Take the entries below and reproduce them word for word.
--- start ---
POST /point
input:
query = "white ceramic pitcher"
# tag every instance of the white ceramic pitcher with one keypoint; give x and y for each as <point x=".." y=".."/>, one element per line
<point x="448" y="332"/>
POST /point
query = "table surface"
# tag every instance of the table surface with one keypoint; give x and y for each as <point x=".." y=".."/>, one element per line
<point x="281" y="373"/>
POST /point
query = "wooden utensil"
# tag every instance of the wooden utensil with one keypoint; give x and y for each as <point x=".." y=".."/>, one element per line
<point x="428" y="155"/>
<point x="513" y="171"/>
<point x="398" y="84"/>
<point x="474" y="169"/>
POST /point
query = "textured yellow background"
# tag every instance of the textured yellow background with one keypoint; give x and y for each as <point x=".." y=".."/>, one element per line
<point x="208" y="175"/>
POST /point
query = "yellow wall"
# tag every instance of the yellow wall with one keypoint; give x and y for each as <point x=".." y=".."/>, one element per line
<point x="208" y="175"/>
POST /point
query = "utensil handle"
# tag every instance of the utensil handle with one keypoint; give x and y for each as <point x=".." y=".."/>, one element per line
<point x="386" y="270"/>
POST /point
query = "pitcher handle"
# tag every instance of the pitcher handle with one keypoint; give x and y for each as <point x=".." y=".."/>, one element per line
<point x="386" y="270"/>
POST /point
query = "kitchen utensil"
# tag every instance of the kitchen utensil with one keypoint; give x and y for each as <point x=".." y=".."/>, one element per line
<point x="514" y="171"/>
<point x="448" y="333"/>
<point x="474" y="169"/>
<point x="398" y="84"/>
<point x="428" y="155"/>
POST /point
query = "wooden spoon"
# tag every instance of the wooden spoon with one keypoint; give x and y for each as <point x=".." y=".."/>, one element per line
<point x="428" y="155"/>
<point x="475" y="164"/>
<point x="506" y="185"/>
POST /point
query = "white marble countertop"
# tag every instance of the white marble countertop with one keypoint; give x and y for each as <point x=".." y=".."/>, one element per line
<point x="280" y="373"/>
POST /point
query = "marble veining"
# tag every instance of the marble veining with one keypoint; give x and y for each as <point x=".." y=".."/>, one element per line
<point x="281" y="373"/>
--- end ---
# Correct output:
POST /point
input:
query = "white ceramic pitcher"
# tag every instance of the white ceramic pitcher with one keypoint; give x and y for each as <point x=".." y=".."/>, one element per line
<point x="448" y="332"/>
POST /point
query = "table surface"
# tag every instance of the table surface with one keypoint; give x and y for each as <point x=".." y=".."/>, one element per line
<point x="281" y="373"/>
POST /point
query = "wooden utensil"
# tag every instance of the wooden utensil with one keypoint; give x and y for each as <point x=".." y=".."/>, one element per line
<point x="428" y="155"/>
<point x="513" y="171"/>
<point x="398" y="84"/>
<point x="474" y="169"/>
POST /point
query = "textured yellow background"
# tag every instance of the textured yellow background with one keypoint; give x and y for each as <point x=".." y=".."/>, one element per line
<point x="208" y="175"/>
POST /point
query = "yellow wall"
# tag every instance of the yellow wall with one keypoint; give x and y for each as <point x=".." y=".."/>, one element per line
<point x="208" y="175"/>
POST /point
query = "utensil handle"
# tag every instance of the utensil handle with one keypoint; give x and y for each as <point x=".." y=".."/>, one element per line
<point x="386" y="270"/>
POST /point
query = "pitcher handle"
# tag every instance of the pitcher handle with one keypoint; give x and y for each as <point x=".." y=".."/>, one element per line
<point x="386" y="270"/>
POST /point
query = "kitchen utensil"
# tag every instance of the kitchen utensil with one keypoint; give x and y for each as <point x=".." y=".."/>, one element per line
<point x="514" y="171"/>
<point x="448" y="333"/>
<point x="474" y="169"/>
<point x="398" y="84"/>
<point x="428" y="155"/>
POST /point
query = "wooden spoon"
# tag every instance of the wooden spoon with one keypoint; give x and y for each as <point x=".." y=".."/>, one element per line
<point x="428" y="155"/>
<point x="475" y="164"/>
<point x="506" y="185"/>
POST /point
query = "white marble countertop"
# tag every instance of the white marble countertop with one keypoint; give x and y for each as <point x=".." y=".."/>, one element per line
<point x="280" y="373"/>
POST /point
query = "marble veining"
# tag every instance of the marble veining with one keypoint; give x and y for each as <point x=".." y=".."/>, one element per line
<point x="281" y="373"/>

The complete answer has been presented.